Lines before the one containing "negative clicks: (37, 322)" are left out; return that line and all lines after it, exactly, through the end of the records below.
AVAILABLE DATA Block Start
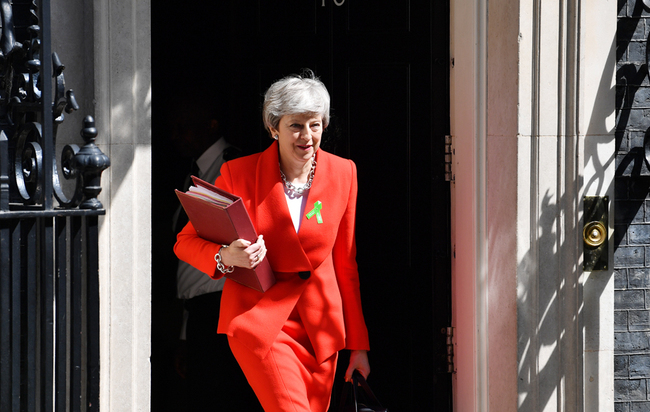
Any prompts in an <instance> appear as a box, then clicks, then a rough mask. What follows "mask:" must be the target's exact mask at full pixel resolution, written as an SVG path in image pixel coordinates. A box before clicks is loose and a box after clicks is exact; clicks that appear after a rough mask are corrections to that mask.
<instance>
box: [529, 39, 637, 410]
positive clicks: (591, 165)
mask: <svg viewBox="0 0 650 412" xmlns="http://www.w3.org/2000/svg"><path fill="white" fill-rule="evenodd" d="M615 45H616V41H615V39H612V43H611V48H610V51H611V52H612V53H613V51H614V50H613V48H614V47H615ZM637 71H638V70H637ZM613 77H614V68H613V67H605V70H604V71H603V73H602V75H601V76H600V83H599V85H598V90H597V92H596V96H595V99H594V101H603V99H610V98H611V96H612V94H613V90H612V84H611V83H612V78H613ZM612 114H613V113H603V112H597V111H595V112H594V113H592V114H591V117H590V118H589V119H588V120H589V121H588V123H587V130H586V131H584V130H578V129H579V126H578V125H576V127H575V130H571V129H570V128H567V130H565V131H563V132H564V133H563V134H560V135H558V136H557V145H558V146H557V148H558V150H557V151H556V153H557V164H558V166H560V165H562V164H564V163H566V164H565V166H566V168H565V170H567V172H569V173H567V174H566V175H565V176H558V182H557V183H556V187H553V188H549V189H548V190H546V191H545V192H544V193H531V199H533V200H532V202H533V204H536V206H537V208H538V209H539V213H540V214H539V216H537V217H536V216H531V232H532V233H531V235H532V236H531V237H532V240H531V243H530V244H531V248H530V250H529V251H528V252H527V253H526V255H525V256H524V257H523V258H522V259H521V261H520V262H519V264H518V268H517V270H518V278H519V279H518V293H517V305H518V317H517V328H518V336H517V339H518V362H519V364H518V380H519V382H518V395H519V396H518V411H539V410H546V408H549V409H552V410H555V409H556V408H557V409H558V410H560V409H564V408H566V407H569V405H574V406H575V405H588V407H589V410H590V411H591V412H597V411H598V410H599V405H598V402H594V403H593V404H591V402H590V399H591V396H590V395H589V394H588V393H586V392H585V389H586V388H587V384H588V386H589V387H590V388H598V387H599V386H600V385H599V384H598V379H600V378H601V377H600V376H599V375H598V374H597V373H591V371H598V370H599V365H598V358H599V351H600V350H603V349H606V348H602V347H601V345H600V342H599V340H598V339H599V336H600V335H599V334H600V330H598V325H600V323H601V319H600V317H599V314H600V313H601V309H600V301H601V297H602V294H603V292H604V291H605V288H606V286H607V284H608V283H609V281H610V279H611V276H612V271H611V270H608V271H602V272H592V273H585V274H584V275H583V269H582V261H583V258H582V255H581V254H582V247H581V245H579V244H578V247H577V248H576V247H575V245H576V242H577V241H578V240H577V239H575V238H573V234H575V233H581V230H582V225H583V222H582V219H583V216H582V199H581V197H582V196H583V195H584V194H585V193H610V190H611V184H612V183H611V182H609V181H607V180H604V179H602V174H598V173H596V174H594V175H593V177H591V178H590V179H589V180H585V181H584V182H583V181H581V180H582V179H583V176H581V173H570V171H571V170H583V168H584V169H593V170H595V171H602V170H606V169H607V168H609V167H611V162H613V161H614V159H612V158H606V159H603V157H602V153H601V154H600V156H598V153H597V151H598V146H599V145H600V144H601V143H602V144H610V143H611V139H612V130H611V128H612V127H611V126H607V124H606V120H607V119H608V118H610V119H611V115H612ZM576 133H580V134H584V136H577V137H576V136H575V134H576ZM581 138H584V139H585V140H586V139H590V141H589V144H585V153H584V157H582V156H578V154H579V153H578V152H577V151H578V150H579V147H580V145H579V144H578V143H579V142H580V139H581ZM591 139H596V140H591ZM538 144H539V137H538V136H532V145H533V147H534V146H536V145H538ZM563 150H564V151H563ZM534 155H538V154H537V153H535V154H534ZM572 159H576V160H575V161H580V162H582V164H580V165H576V164H572V163H570V162H572V161H574V160H572ZM572 166H573V168H572ZM534 178H535V179H537V178H538V177H537V176H535V177H534ZM533 186H535V184H533ZM574 188H575V189H574ZM576 213H577V215H576ZM610 235H611V234H610ZM602 379H611V376H603V377H602ZM596 390H597V389H596ZM571 408H572V407H569V409H571Z"/></svg>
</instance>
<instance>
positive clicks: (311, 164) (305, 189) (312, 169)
mask: <svg viewBox="0 0 650 412" xmlns="http://www.w3.org/2000/svg"><path fill="white" fill-rule="evenodd" d="M315 171H316V153H314V155H313V156H312V158H311V170H310V171H309V180H307V183H306V184H305V185H304V186H303V187H296V186H294V185H293V183H291V182H289V181H287V177H286V176H285V175H284V173H283V172H282V168H281V167H280V176H281V177H282V181H283V182H284V187H286V188H287V190H288V191H289V192H290V195H291V196H296V197H297V196H302V194H303V193H304V192H305V190H309V188H310V187H311V184H312V182H313V181H314V173H315Z"/></svg>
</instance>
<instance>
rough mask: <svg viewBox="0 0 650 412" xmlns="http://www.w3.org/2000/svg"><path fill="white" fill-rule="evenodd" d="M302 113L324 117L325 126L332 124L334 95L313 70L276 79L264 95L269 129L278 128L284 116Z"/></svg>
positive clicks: (264, 98)
mask: <svg viewBox="0 0 650 412" xmlns="http://www.w3.org/2000/svg"><path fill="white" fill-rule="evenodd" d="M302 113H310V114H316V115H319V116H321V117H322V118H323V128H326V127H327V125H328V124H329V120H330V95H329V93H328V92H327V88H326V87H325V85H324V84H323V82H321V81H320V80H319V79H318V77H316V76H315V75H314V73H313V72H312V71H311V70H306V71H305V72H304V73H303V75H297V74H294V75H291V76H287V77H285V78H282V79H280V80H278V81H276V82H275V83H273V84H272V85H271V87H269V89H268V90H267V91H266V93H265V94H264V106H263V109H262V118H263V120H264V127H265V128H266V130H268V131H269V132H270V131H271V127H272V128H274V129H276V130H277V129H278V125H279V124H280V119H281V118H282V116H285V115H288V114H302Z"/></svg>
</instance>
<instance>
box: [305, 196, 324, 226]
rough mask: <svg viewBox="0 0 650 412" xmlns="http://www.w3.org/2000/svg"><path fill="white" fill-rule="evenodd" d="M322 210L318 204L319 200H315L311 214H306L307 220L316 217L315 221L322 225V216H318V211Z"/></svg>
mask: <svg viewBox="0 0 650 412" xmlns="http://www.w3.org/2000/svg"><path fill="white" fill-rule="evenodd" d="M322 208H323V204H322V203H321V202H320V200H317V201H316V203H314V208H313V209H312V210H311V212H309V213H307V219H311V218H312V217H313V216H314V215H316V221H317V222H318V223H319V224H321V223H323V216H321V214H320V210H321V209H322Z"/></svg>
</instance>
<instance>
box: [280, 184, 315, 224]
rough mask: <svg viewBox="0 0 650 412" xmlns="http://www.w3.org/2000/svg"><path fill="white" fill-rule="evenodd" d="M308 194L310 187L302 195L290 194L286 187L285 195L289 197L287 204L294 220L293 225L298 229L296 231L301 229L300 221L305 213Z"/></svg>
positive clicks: (284, 188) (287, 196)
mask: <svg viewBox="0 0 650 412" xmlns="http://www.w3.org/2000/svg"><path fill="white" fill-rule="evenodd" d="M308 195H309V189H307V190H305V191H304V192H303V193H302V195H298V196H295V195H289V192H288V191H287V188H286V187H285V188H284V197H285V198H286V199H287V206H289V213H290V214H291V220H293V227H294V228H295V229H296V233H298V230H299V229H300V222H301V220H302V215H303V214H304V213H305V205H306V204H307V196H308Z"/></svg>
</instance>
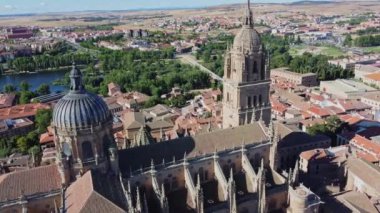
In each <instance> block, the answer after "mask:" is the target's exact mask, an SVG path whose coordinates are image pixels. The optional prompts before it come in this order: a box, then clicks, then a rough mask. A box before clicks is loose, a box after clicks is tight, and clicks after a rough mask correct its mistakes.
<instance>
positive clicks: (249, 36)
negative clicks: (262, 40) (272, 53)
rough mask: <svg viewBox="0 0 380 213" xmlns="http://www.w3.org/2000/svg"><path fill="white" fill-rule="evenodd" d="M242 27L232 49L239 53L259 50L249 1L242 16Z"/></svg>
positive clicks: (258, 45) (234, 40) (251, 11)
mask: <svg viewBox="0 0 380 213" xmlns="http://www.w3.org/2000/svg"><path fill="white" fill-rule="evenodd" d="M242 25H243V27H242V28H241V29H240V31H239V32H238V34H237V35H236V36H235V39H234V45H233V49H235V50H238V51H241V52H243V53H246V52H252V51H254V50H258V49H260V47H261V41H260V36H259V33H258V32H257V31H256V30H255V28H254V27H253V16H252V11H251V6H250V2H249V0H248V4H247V8H246V10H245V14H244V16H243V21H242Z"/></svg>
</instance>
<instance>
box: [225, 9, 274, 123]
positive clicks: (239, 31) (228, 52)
mask: <svg viewBox="0 0 380 213" xmlns="http://www.w3.org/2000/svg"><path fill="white" fill-rule="evenodd" d="M248 13H249V14H246V16H245V17H243V23H242V28H241V29H240V31H239V32H238V33H237V35H236V36H235V39H234V42H233V45H232V48H228V50H227V53H226V56H225V64H224V77H223V86H224V87H223V128H229V127H236V126H239V125H242V124H245V123H252V122H255V121H258V120H259V118H261V119H263V120H264V121H265V123H267V124H268V123H269V120H270V119H271V105H270V100H269V89H270V68H269V59H267V55H266V52H265V48H264V46H263V44H262V43H261V41H260V35H259V34H258V32H257V31H256V29H255V28H254V26H253V17H252V15H251V11H248Z"/></svg>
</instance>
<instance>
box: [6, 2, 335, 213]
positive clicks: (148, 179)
mask: <svg viewBox="0 0 380 213" xmlns="http://www.w3.org/2000/svg"><path fill="white" fill-rule="evenodd" d="M228 54H229V56H227V59H226V71H227V74H226V76H225V82H224V83H225V87H224V88H225V93H224V98H225V99H226V98H227V101H226V102H225V104H226V108H225V110H223V117H224V118H226V119H225V120H224V121H223V123H224V124H223V128H224V129H219V130H215V131H209V132H206V133H202V134H197V135H194V136H185V137H179V138H176V139H172V140H166V141H162V142H160V143H151V144H146V145H144V146H137V147H133V148H130V149H123V150H117V148H116V143H115V140H114V137H113V132H112V129H113V116H112V113H111V112H110V110H109V109H108V106H107V104H106V103H105V102H104V101H103V99H102V98H100V97H99V96H97V95H95V94H91V93H89V92H87V91H86V90H85V88H84V86H83V83H82V73H81V71H80V70H79V69H78V68H77V67H76V66H75V65H73V68H72V70H71V72H70V80H71V87H70V91H69V93H68V94H67V95H65V96H64V97H63V98H62V99H60V100H59V102H58V103H57V104H56V105H55V107H54V111H53V121H52V129H53V132H54V143H55V149H56V160H55V164H52V165H49V166H41V167H38V168H32V169H29V170H25V171H22V172H15V173H10V174H7V175H6V176H0V211H4V212H21V211H22V212H27V211H31V212H45V211H46V212H54V211H56V212H58V211H59V212H67V213H71V212H130V213H147V212H166V213H167V212H231V213H237V212H270V211H287V212H294V213H296V212H303V211H306V212H318V211H319V207H320V205H321V204H322V202H321V199H320V198H319V197H318V196H317V195H315V194H314V193H313V192H312V191H311V190H309V189H307V188H306V187H305V186H303V185H302V184H300V183H299V179H298V177H299V173H298V171H299V170H298V169H297V168H298V167H297V166H296V167H295V169H294V171H293V172H292V173H291V174H288V175H287V176H283V175H281V174H279V173H278V172H277V170H278V168H280V167H281V168H282V167H284V168H285V169H289V168H293V166H294V164H293V160H296V159H294V156H296V157H297V156H298V155H299V153H300V152H301V151H304V149H307V148H317V146H322V147H324V146H329V145H330V139H326V137H321V136H318V135H317V136H315V137H313V136H308V137H306V135H305V133H302V132H297V131H296V130H295V129H293V128H291V127H288V126H285V125H284V124H279V123H277V122H276V123H275V122H273V121H272V120H271V107H270V105H269V84H270V80H269V78H270V76H269V72H270V71H269V61H265V57H264V55H265V53H264V48H263V46H262V45H261V43H260V38H259V35H258V34H257V32H256V31H255V29H254V28H253V16H252V11H251V8H250V2H249V1H248V5H247V8H246V10H245V13H244V16H243V27H242V29H241V31H240V33H239V34H238V36H237V38H236V39H235V44H234V47H233V48H232V49H231V50H229V51H228ZM228 58H230V59H231V61H232V62H234V63H230V62H229V60H230V59H228ZM246 62H247V63H246ZM244 64H246V65H247V66H245V65H244ZM264 64H266V65H264ZM228 72H230V73H229V74H228ZM238 100H244V103H242V104H239V103H240V101H238ZM248 105H249V107H246V106H248ZM144 113H146V114H149V115H151V116H152V117H151V118H146V117H145V114H144ZM171 113H172V112H170V110H169V109H167V108H166V107H165V106H163V105H160V106H157V107H154V108H151V109H148V110H147V111H144V112H143V115H138V114H134V115H133V116H134V117H135V118H136V119H135V120H134V121H133V122H131V123H129V127H134V126H136V127H137V128H138V127H140V129H142V132H143V133H144V134H141V137H146V131H145V130H144V127H146V126H148V122H147V123H145V122H146V120H145V119H152V118H153V120H154V119H156V118H158V117H163V116H165V115H168V114H171ZM173 114H174V113H173ZM252 114H253V115H252ZM249 117H251V118H249ZM126 122H129V121H126ZM141 126H142V127H141ZM139 137H140V136H139ZM143 140H144V139H143ZM143 140H137V141H143ZM279 152H280V154H279ZM27 178H30V180H28V179H27ZM5 180H6V181H5ZM9 186H12V187H10V188H9ZM42 195H43V196H42ZM37 202H38V203H37Z"/></svg>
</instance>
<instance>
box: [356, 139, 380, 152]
mask: <svg viewBox="0 0 380 213" xmlns="http://www.w3.org/2000/svg"><path fill="white" fill-rule="evenodd" d="M350 144H351V145H354V146H355V147H357V148H359V149H361V150H365V151H366V152H369V153H373V154H375V155H380V144H377V143H375V142H373V141H371V140H369V139H367V138H365V137H363V136H360V135H355V137H354V138H353V139H352V140H351V141H350Z"/></svg>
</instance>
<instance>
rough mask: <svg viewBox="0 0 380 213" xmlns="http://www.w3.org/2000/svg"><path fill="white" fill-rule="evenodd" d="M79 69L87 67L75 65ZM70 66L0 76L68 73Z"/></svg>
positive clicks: (16, 71) (17, 72) (5, 73)
mask: <svg viewBox="0 0 380 213" xmlns="http://www.w3.org/2000/svg"><path fill="white" fill-rule="evenodd" d="M77 66H78V67H79V68H80V69H83V68H85V67H86V66H87V65H77ZM71 67H72V66H71V65H70V66H63V67H59V68H48V69H42V70H37V71H34V72H30V71H21V72H17V71H14V70H10V71H5V72H4V73H2V74H1V75H0V77H1V76H10V75H20V74H38V73H44V72H62V71H65V72H66V71H69V70H71Z"/></svg>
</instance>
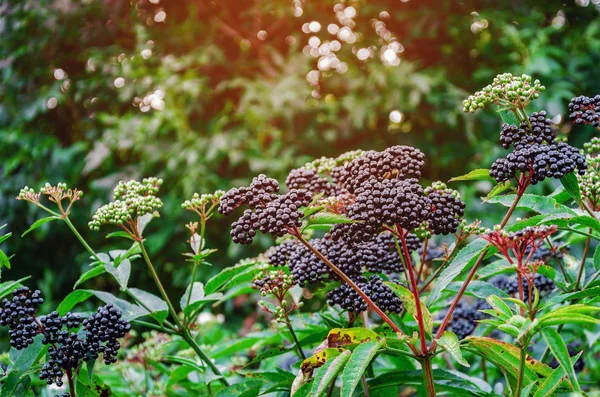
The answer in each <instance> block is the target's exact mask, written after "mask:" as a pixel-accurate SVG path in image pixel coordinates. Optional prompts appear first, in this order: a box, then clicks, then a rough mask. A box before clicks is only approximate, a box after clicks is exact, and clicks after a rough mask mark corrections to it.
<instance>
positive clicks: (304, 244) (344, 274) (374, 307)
mask: <svg viewBox="0 0 600 397" xmlns="http://www.w3.org/2000/svg"><path fill="white" fill-rule="evenodd" d="M290 234H292V235H293V236H294V237H295V238H297V239H298V241H300V242H301V243H302V244H304V246H306V248H308V249H309V250H311V251H312V252H313V253H314V254H315V255H316V256H317V258H319V259H320V260H321V261H323V263H325V264H326V265H327V266H328V267H329V268H330V269H331V270H333V272H334V273H335V274H337V276H338V277H339V278H340V279H342V281H344V282H345V283H347V284H348V285H349V286H350V287H351V288H352V289H353V290H355V291H356V293H358V295H360V297H361V298H362V299H363V300H364V301H365V302H366V303H367V305H368V306H369V307H370V308H371V309H373V311H374V312H375V313H377V314H378V315H379V317H381V318H382V319H383V321H385V322H386V323H387V324H388V325H389V326H390V327H391V328H392V330H393V331H394V332H396V333H397V334H398V335H399V336H405V334H404V333H403V332H402V330H401V329H400V328H398V326H397V325H396V324H395V323H394V322H393V321H392V320H391V319H390V318H389V317H388V316H387V314H385V313H384V312H383V310H381V309H380V308H379V306H377V305H376V304H375V302H373V301H372V300H371V298H369V296H368V295H367V294H365V293H364V292H363V290H361V289H360V287H359V286H358V285H356V283H355V282H354V281H352V280H351V279H350V277H348V276H347V275H346V274H345V273H344V272H343V271H341V270H340V268H338V267H337V266H336V265H334V264H333V263H331V261H329V259H327V258H326V257H325V256H324V255H323V254H322V253H321V252H320V251H319V250H317V249H316V248H314V247H313V246H312V245H311V244H310V243H309V242H308V241H306V239H305V238H304V237H302V235H301V234H300V232H299V230H298V229H297V228H295V229H294V230H292V231H291V232H290ZM408 346H409V347H410V348H411V350H412V351H413V353H415V354H416V353H417V352H416V350H415V348H414V347H413V346H412V345H410V344H409V345H408Z"/></svg>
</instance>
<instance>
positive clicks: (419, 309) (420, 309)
mask: <svg viewBox="0 0 600 397" xmlns="http://www.w3.org/2000/svg"><path fill="white" fill-rule="evenodd" d="M396 229H397V230H398V236H399V237H400V242H401V243H402V251H403V253H404V258H405V262H406V267H408V274H409V276H410V277H409V278H410V284H411V287H412V293H413V296H414V298H415V306H416V308H417V323H418V325H419V333H420V336H421V338H420V339H421V352H422V353H423V354H426V353H427V339H425V322H424V321H423V311H422V310H421V300H420V299H419V286H418V285H417V281H416V279H415V272H414V269H413V266H412V261H411V259H410V253H409V252H408V247H407V246H406V234H405V233H404V232H403V231H402V229H401V228H400V227H399V226H397V225H396Z"/></svg>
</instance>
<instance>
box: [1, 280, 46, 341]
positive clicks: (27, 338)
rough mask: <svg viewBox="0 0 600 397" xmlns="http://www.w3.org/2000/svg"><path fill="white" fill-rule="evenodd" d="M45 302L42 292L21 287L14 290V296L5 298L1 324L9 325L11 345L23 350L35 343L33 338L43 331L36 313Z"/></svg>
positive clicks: (1, 324) (2, 305)
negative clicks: (37, 322)
mask: <svg viewBox="0 0 600 397" xmlns="http://www.w3.org/2000/svg"><path fill="white" fill-rule="evenodd" d="M43 302H44V299H43V298H42V297H41V292H40V291H38V290H35V291H33V292H32V291H31V290H30V289H29V288H27V287H19V288H17V289H15V290H14V291H13V298H12V299H11V300H10V301H9V300H8V299H3V301H2V306H1V307H0V325H1V326H4V327H6V326H8V328H9V336H10V345H11V346H12V347H14V348H15V349H17V350H21V349H24V348H26V347H27V346H29V345H30V344H32V343H33V338H34V337H35V336H36V335H37V334H39V333H40V332H41V330H40V326H39V325H38V324H37V322H36V321H35V313H36V311H37V309H38V307H39V305H41V304H42V303H43Z"/></svg>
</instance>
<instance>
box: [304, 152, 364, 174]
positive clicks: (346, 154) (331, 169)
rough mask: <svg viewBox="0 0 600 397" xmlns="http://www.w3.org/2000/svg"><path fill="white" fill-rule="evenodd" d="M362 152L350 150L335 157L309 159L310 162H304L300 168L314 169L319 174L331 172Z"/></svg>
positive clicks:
AVAILABLE DATA Block End
EXERCISE SOLUTION ▸
negative clicks: (37, 322)
mask: <svg viewBox="0 0 600 397" xmlns="http://www.w3.org/2000/svg"><path fill="white" fill-rule="evenodd" d="M43 302H44V299H43V298H42V297H41V292H40V291H38V290H35V291H33V292H32V291H31V290H30V289H29V288H27V287H19V288H17V289H15V290H14V291H13V298H12V299H11V300H10V301H9V300H8V299H3V301H2V306H1V307H0V325H1V326H4V327H6V326H8V328H9V336H10V345H11V346H12V347H14V348H15V349H17V350H21V349H24V348H26V347H27V346H29V345H30V344H32V343H33V338H34V337H35V336H36V335H37V334H39V333H40V332H41V330H40V326H39V325H38V324H37V322H36V321H35V313H36V311H37V309H38V307H39V305H41V304H42V303H43Z"/></svg>
</instance>
<instance>
box: [304, 152, 364, 174]
positive clicks: (346, 154) (331, 169)
rough mask: <svg viewBox="0 0 600 397" xmlns="http://www.w3.org/2000/svg"><path fill="white" fill-rule="evenodd" d="M362 152L350 150L335 157L309 159L310 162H304L300 168L314 169L319 174L331 172Z"/></svg>
positive clicks:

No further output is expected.